**BRIEF 1:** In the passage on the Talmudist Ulla, who was Ulla's teacher in his youth?
**BRIEF 2:** Extend the passage on the Talmudist Ulla, starting after its final sentence.

**QUOTED PASSAGE:**
────────────────
Ulla or 'Ulla was a Jewish Talmudist and one of the leading Halakhic amoraim in the Land of Israel during the late 3rd and early 4th centuries CE (the second and third amoraic generations).

Biography
In his youth he studied under R. Eleazar II, and he transmitted nine of his teacher's halakhic sayings. He was greatly respected for his learning; and during his visits to Babylonia he seems to have been invited frequently by the Resh Galuta to deliver halakhic lectures. He traveled repeatedly to the Talmudic Academies in Babylonia; and on one of his journeys he was in danger of assassination by one of his companions, saving his life only by condoning the murder of another. Ulla rendered important decisions regarding the benedictions and the calculation of the new moon, and was accustomed to promulgate his rulings in Babylonia when he went there.

He was very strict in his interpretation of religious laws. On one occasion, when he heard R. Huna use an expression which he did not approve, he retorted, "As vinegar to the teeth, and as smoke to eyes, so are the words of R. Huna." Only in the presence of Rav Nachman did Ulla hesitate to pronounce his opinions, generally waiting until Nachman had departed, although he frequently sought Nachman's company.
────────────────
**SUPPLIED INFORMATION:**

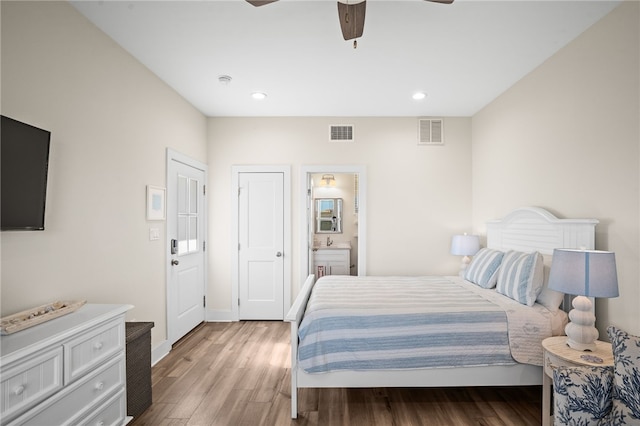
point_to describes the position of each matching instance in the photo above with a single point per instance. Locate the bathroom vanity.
(332, 260)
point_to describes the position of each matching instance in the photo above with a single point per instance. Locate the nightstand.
(557, 354)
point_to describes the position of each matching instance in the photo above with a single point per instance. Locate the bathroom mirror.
(328, 215)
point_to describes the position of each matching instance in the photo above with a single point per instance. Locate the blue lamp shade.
(465, 245)
(589, 273)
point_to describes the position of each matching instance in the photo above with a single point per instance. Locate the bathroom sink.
(323, 245)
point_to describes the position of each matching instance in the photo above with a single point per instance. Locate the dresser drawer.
(74, 402)
(30, 382)
(111, 413)
(92, 348)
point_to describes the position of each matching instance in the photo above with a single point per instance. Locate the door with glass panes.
(186, 230)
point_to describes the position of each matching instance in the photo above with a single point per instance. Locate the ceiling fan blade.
(352, 19)
(257, 3)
────────────────
**ANSWER 1:** R. Eleazar II

**ANSWER 2:**
Of his contemporaries with whom he engaged in controversies may be mentioned, besides R. Nachman, R. Abba, Abimi bar Papa, Hiyya bar Ammi, and R. Judah. But his personal friend, with whom he associated most frequently, was Rabbah bar bar Hana.

In addition to the sayings of his teacher Eleazar, Ulla transmitted those of R. Hoshaiah, Joshua ben Levi, R. Johanan, Rav, and Shimon ben Lakish. His own sayings were transmitted by R. Aha bar Adda, Hamnuna, Hiyya bar Abba, Hiyya bar Ammi, Raba bar Hinena, Rav Chisda, Judah bar Ammi, and Joshua bar Abba.

Raba appears to have been his only son. Ulla died in Babylonia, before his teacher R. Eleazar; but his remains were taken to Palestine for burial.

Quotes 
 Jerusalem is only redeemed by tzedakah.
 Since the time of the Temple's destruction, the Holy One, blessed be He, has nothing in His world save only four cubits of halacha! (i.e. the Divine Presence is found wherever Israel observes Jewish law).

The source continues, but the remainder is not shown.